_MATERIAL PROVIDED_.

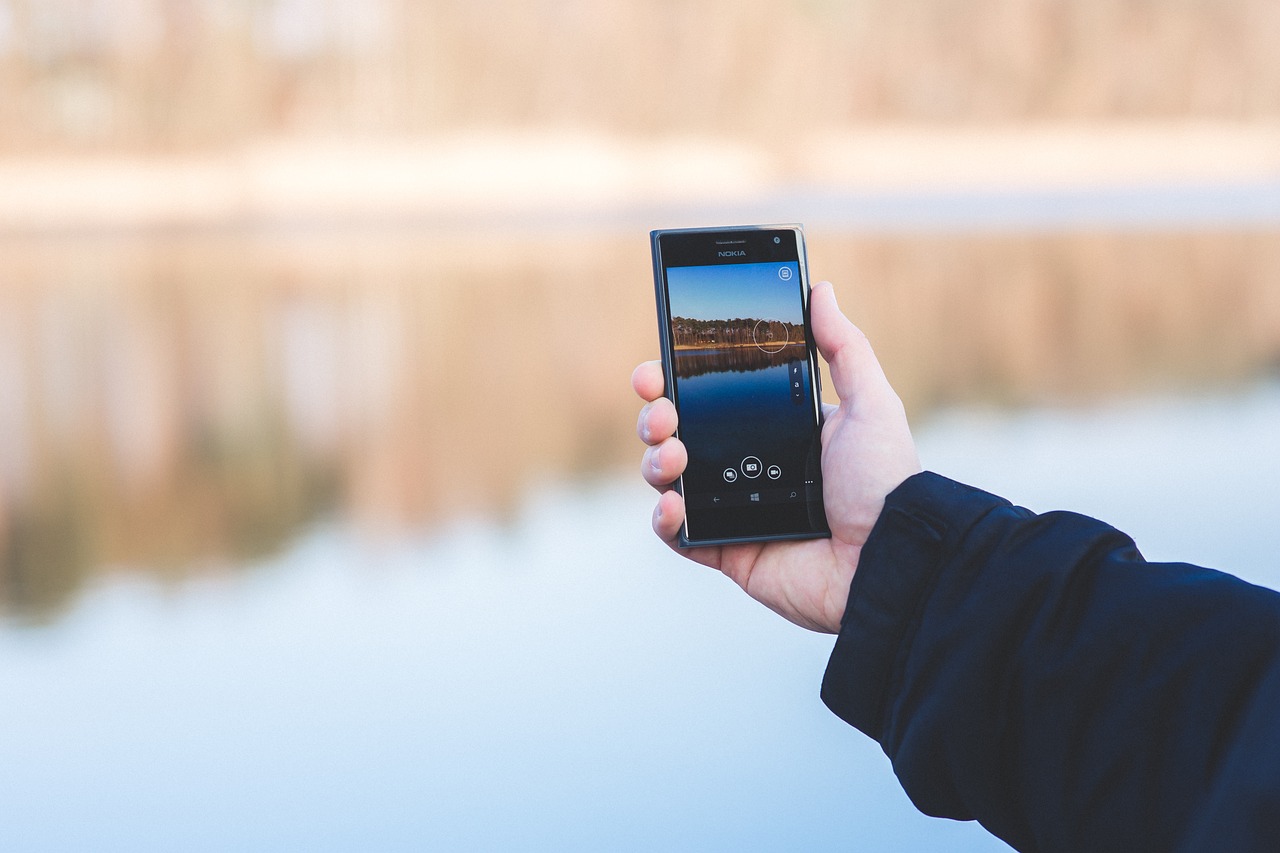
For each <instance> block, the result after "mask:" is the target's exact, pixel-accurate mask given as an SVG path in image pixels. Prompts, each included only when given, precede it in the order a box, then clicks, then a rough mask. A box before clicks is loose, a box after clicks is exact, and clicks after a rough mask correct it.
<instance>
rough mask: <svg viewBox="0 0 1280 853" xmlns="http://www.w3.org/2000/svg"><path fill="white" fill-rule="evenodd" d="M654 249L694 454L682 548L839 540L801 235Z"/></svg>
mask: <svg viewBox="0 0 1280 853" xmlns="http://www.w3.org/2000/svg"><path fill="white" fill-rule="evenodd" d="M652 241H653V257H654V287H655V291H657V300H658V323H659V330H660V338H662V355H663V369H664V374H666V379H667V391H666V393H667V396H668V397H669V398H671V401H672V402H673V403H675V405H676V411H677V414H678V428H677V433H676V434H677V435H678V437H680V439H681V442H684V444H685V448H686V450H687V451H689V465H687V467H686V469H685V474H684V476H681V479H680V482H678V483H677V484H676V485H677V488H678V489H680V492H681V494H684V497H685V528H684V530H682V532H681V544H714V543H730V542H754V540H762V539H790V538H809V537H824V535H829V532H828V528H827V520H826V512H824V510H823V505H822V473H820V460H822V446H820V434H822V403H820V396H819V391H818V373H817V357H815V352H814V346H813V337H812V334H810V333H809V282H808V269H806V264H805V256H804V238H803V232H801V229H800V227H799V225H769V227H751V228H726V229H680V231H655V232H653V233H652Z"/></svg>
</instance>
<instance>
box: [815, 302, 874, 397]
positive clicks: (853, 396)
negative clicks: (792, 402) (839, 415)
mask: <svg viewBox="0 0 1280 853" xmlns="http://www.w3.org/2000/svg"><path fill="white" fill-rule="evenodd" d="M809 320H810V324H812V325H813V338H814V342H815V343H817V345H818V351H819V352H820V353H822V357H823V359H826V360H827V364H828V365H829V366H831V384H832V386H835V388H836V393H837V394H838V396H840V398H841V400H852V398H854V397H856V396H858V393H859V391H868V389H870V388H873V387H876V386H877V384H882V383H887V379H886V378H884V371H883V370H882V369H881V366H879V361H877V360H876V353H874V352H872V345H870V342H869V341H868V339H867V336H865V334H863V333H861V330H860V329H859V328H858V327H856V325H854V324H852V323H850V321H849V318H846V316H845V315H844V313H842V311H841V310H840V306H838V305H837V304H836V291H835V289H833V288H832V287H831V282H819V283H818V284H815V286H814V288H813V292H812V295H810V297H809Z"/></svg>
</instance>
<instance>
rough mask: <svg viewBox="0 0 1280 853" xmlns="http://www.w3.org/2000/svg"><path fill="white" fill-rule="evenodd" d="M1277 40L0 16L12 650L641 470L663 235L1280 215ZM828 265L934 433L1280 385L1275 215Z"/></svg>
mask: <svg viewBox="0 0 1280 853" xmlns="http://www.w3.org/2000/svg"><path fill="white" fill-rule="evenodd" d="M1276 45H1280V4H1277V3H1275V0H1158V1H1157V0H1116V1H1102V0H1087V1H1078V3H1062V1H1061V0H1021V1H1015V0H973V1H969V3H956V1H954V0H920V1H918V3H899V1H895V0H865V1H858V3H837V1H835V0H791V1H787V0H783V1H772V3H763V1H760V0H710V1H690V3H676V1H672V0H620V1H617V3H598V1H596V0H530V1H525V3H500V1H495V0H431V1H416V0H255V1H250V3H224V1H220V0H0V439H3V441H0V615H4V613H17V615H18V616H20V617H32V619H44V617H46V616H50V615H54V613H56V612H58V611H59V610H60V608H63V607H65V606H67V605H68V602H70V601H74V596H76V592H77V590H78V589H81V588H83V584H84V581H86V580H88V579H92V578H96V576H100V575H104V574H109V573H114V571H122V570H142V571H147V573H150V574H152V575H156V576H163V578H178V576H184V575H188V574H192V573H201V571H215V570H220V569H225V567H236V566H243V565H248V564H252V561H253V560H257V558H260V557H264V556H266V555H271V553H275V552H278V551H279V549H280V548H284V547H285V546H287V544H288V543H289V542H292V540H293V539H294V538H296V537H297V535H298V534H300V533H301V532H303V530H306V529H308V526H311V525H316V524H323V523H326V521H334V523H337V524H349V525H353V526H356V528H358V529H361V530H367V532H372V533H374V534H381V533H388V534H390V535H396V534H403V532H406V530H421V529H431V528H433V526H434V525H439V524H445V523H448V521H451V520H454V519H460V517H474V516H476V515H480V516H483V517H498V519H500V517H503V515H504V514H508V512H511V511H513V508H515V507H516V506H517V505H518V503H520V502H521V501H525V500H527V498H526V496H527V494H529V492H530V489H532V488H534V487H535V485H536V484H538V483H540V482H544V480H547V479H553V480H554V479H559V480H563V479H564V478H570V479H572V478H595V476H618V471H630V470H631V466H632V465H634V464H635V460H636V459H637V451H639V442H637V439H636V438H635V437H634V434H632V428H634V419H635V410H636V403H635V401H634V400H632V398H631V394H630V389H628V384H627V377H628V374H630V370H631V366H632V365H634V364H635V362H636V361H637V360H640V359H646V357H653V356H654V355H655V350H657V329H655V327H654V309H653V297H652V282H650V272H649V260H648V246H646V241H645V234H644V232H645V229H646V228H648V227H658V225H673V224H708V223H694V222H682V220H680V216H678V215H677V214H678V210H680V209H677V207H672V206H666V207H664V206H663V205H669V204H671V201H672V200H673V199H676V200H680V201H682V202H696V201H699V200H704V199H712V200H723V199H730V200H742V199H748V200H750V199H751V197H759V196H768V195H769V193H778V192H785V191H786V190H787V188H788V187H795V186H806V187H815V186H817V187H835V188H836V190H838V191H840V192H849V193H855V195H856V192H859V191H867V190H868V188H873V190H874V191H876V192H891V193H892V192H899V193H901V192H924V193H928V192H940V191H951V190H956V188H960V190H964V191H979V192H980V191H983V190H989V188H991V187H998V188H1001V190H1002V191H1015V192H1016V191H1019V190H1025V188H1027V187H1032V188H1037V187H1039V188H1043V187H1047V186H1050V187H1076V188H1078V187H1085V190H1088V187H1094V186H1112V187H1115V186H1121V187H1124V186H1133V184H1142V186H1164V184H1170V183H1181V184H1197V183H1210V184H1215V183H1216V184H1231V183H1233V182H1236V183H1242V184H1251V186H1262V187H1272V186H1280V50H1277V49H1276ZM1251 182H1252V183H1251ZM783 197H785V196H783ZM636 200H639V201H636ZM855 200H856V199H855ZM620 205H621V206H625V207H626V206H627V205H630V207H627V213H626V215H625V216H623V218H622V219H617V220H609V219H608V214H609V213H611V210H614V207H617V206H620ZM645 205H650V206H649V207H646V206H645ZM552 209H553V213H554V214H556V215H557V216H561V218H562V219H561V224H559V225H548V224H547V222H548V218H547V215H545V214H547V211H548V210H552ZM512 210H518V214H520V215H518V216H515V218H508V219H503V218H502V214H504V213H509V211H512ZM566 211H568V213H570V214H575V215H576V219H575V215H570V216H568V218H567V219H564V214H566ZM575 211H576V213H575ZM495 213H497V214H498V218H497V219H494V216H493V214H495ZM686 215H687V214H686ZM794 215H795V216H796V218H801V216H803V215H804V211H803V210H800V211H796V213H795V214H794ZM650 220H652V222H650ZM564 222H568V223H570V224H568V225H567V227H566V225H564V224H563V223H564ZM600 222H605V223H608V222H613V223H614V224H612V225H609V224H605V225H600V224H599V223H600ZM573 223H576V224H573ZM618 223H622V224H618ZM584 224H585V225H586V227H585V228H582V227H581V225H584ZM810 261H812V269H813V273H814V275H815V277H818V278H829V279H832V280H833V282H835V283H836V286H837V292H838V293H840V296H841V300H842V302H844V306H845V309H846V311H847V313H849V314H850V316H852V318H854V319H855V321H858V323H859V324H860V325H863V328H864V329H865V330H867V332H868V333H869V334H870V337H872V341H873V342H874V345H876V347H877V351H878V352H879V355H881V357H882V360H883V361H884V365H886V369H887V371H888V374H890V377H891V379H892V380H893V383H895V386H896V387H897V388H899V389H900V391H901V393H902V396H904V398H905V400H906V403H908V406H909V409H910V411H911V412H913V415H914V416H915V418H918V419H919V418H927V416H928V414H929V412H933V411H937V410H940V409H942V407H946V406H952V405H997V406H1039V405H1044V406H1071V405H1079V403H1093V402H1098V401H1110V400H1116V398H1121V397H1125V396H1142V394H1161V393H1202V392H1210V393H1219V392H1229V391H1230V389H1233V388H1239V387H1245V386H1249V384H1254V383H1257V382H1267V380H1268V379H1267V378H1268V377H1274V375H1275V374H1276V371H1277V365H1280V238H1277V233H1276V227H1275V223H1274V220H1270V222H1260V223H1253V224H1249V223H1245V224H1243V225H1242V224H1240V223H1235V224H1226V225H1213V224H1212V222H1210V223H1208V224H1203V220H1201V224H1197V225H1194V227H1193V228H1192V227H1181V225H1176V224H1175V225H1171V227H1170V225H1167V224H1166V225H1143V224H1142V223H1140V222H1139V223H1137V224H1130V225H1128V227H1125V228H1124V229H1115V228H1114V227H1107V225H1102V227H1088V225H1087V224H1085V225H1082V227H1071V228H1065V229H1061V228H1060V229H1057V231H1044V229H1043V228H1032V227H1027V228H1020V227H1019V225H1018V224H1016V223H1014V224H1012V225H1011V227H1010V225H1006V227H1002V228H1000V229H995V231H992V229H988V231H982V229H973V228H968V229H966V228H955V229H947V228H933V229H931V231H924V232H914V231H911V229H910V228H902V227H899V228H896V229H893V228H891V229H888V231H879V232H878V231H876V229H874V228H872V229H869V231H868V229H863V231H859V229H856V228H854V229H845V231H841V229H838V228H835V227H829V225H828V227H827V228H826V231H824V229H823V228H822V227H820V224H819V225H818V227H813V228H810Z"/></svg>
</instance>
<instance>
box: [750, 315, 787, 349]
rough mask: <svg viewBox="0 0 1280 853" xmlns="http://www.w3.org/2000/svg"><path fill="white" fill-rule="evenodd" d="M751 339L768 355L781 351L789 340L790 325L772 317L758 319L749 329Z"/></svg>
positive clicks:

_WORK REQUIRED_.
Copy out every line above that contains the string "rough". Case counts, so match capitals and lowercase letters exactly.

_ANSWER TO THE PROBLEM_.
For each <instance> block, the result after "mask:" is the target's exact, pixel-accurate mask given as an SVG path in image pixels. Prompts, each included only when given, precede it in the order a box, then clicks, then a rough mask. A box before clicks is loose, a box after clicks is exact, and clicks after a rough mask correct it.
rough mask: <svg viewBox="0 0 1280 853" xmlns="http://www.w3.org/2000/svg"><path fill="white" fill-rule="evenodd" d="M654 249L694 454L682 548L839 540L801 235Z"/></svg>
rough mask: <svg viewBox="0 0 1280 853" xmlns="http://www.w3.org/2000/svg"><path fill="white" fill-rule="evenodd" d="M1277 40L0 16L12 650L641 470L663 235L1280 215ZM828 265L934 433L1280 385L1275 215Z"/></svg>
rough mask: <svg viewBox="0 0 1280 853" xmlns="http://www.w3.org/2000/svg"><path fill="white" fill-rule="evenodd" d="M751 339L768 355L781 351L789 340L790 325L772 317L758 319L749 329Z"/></svg>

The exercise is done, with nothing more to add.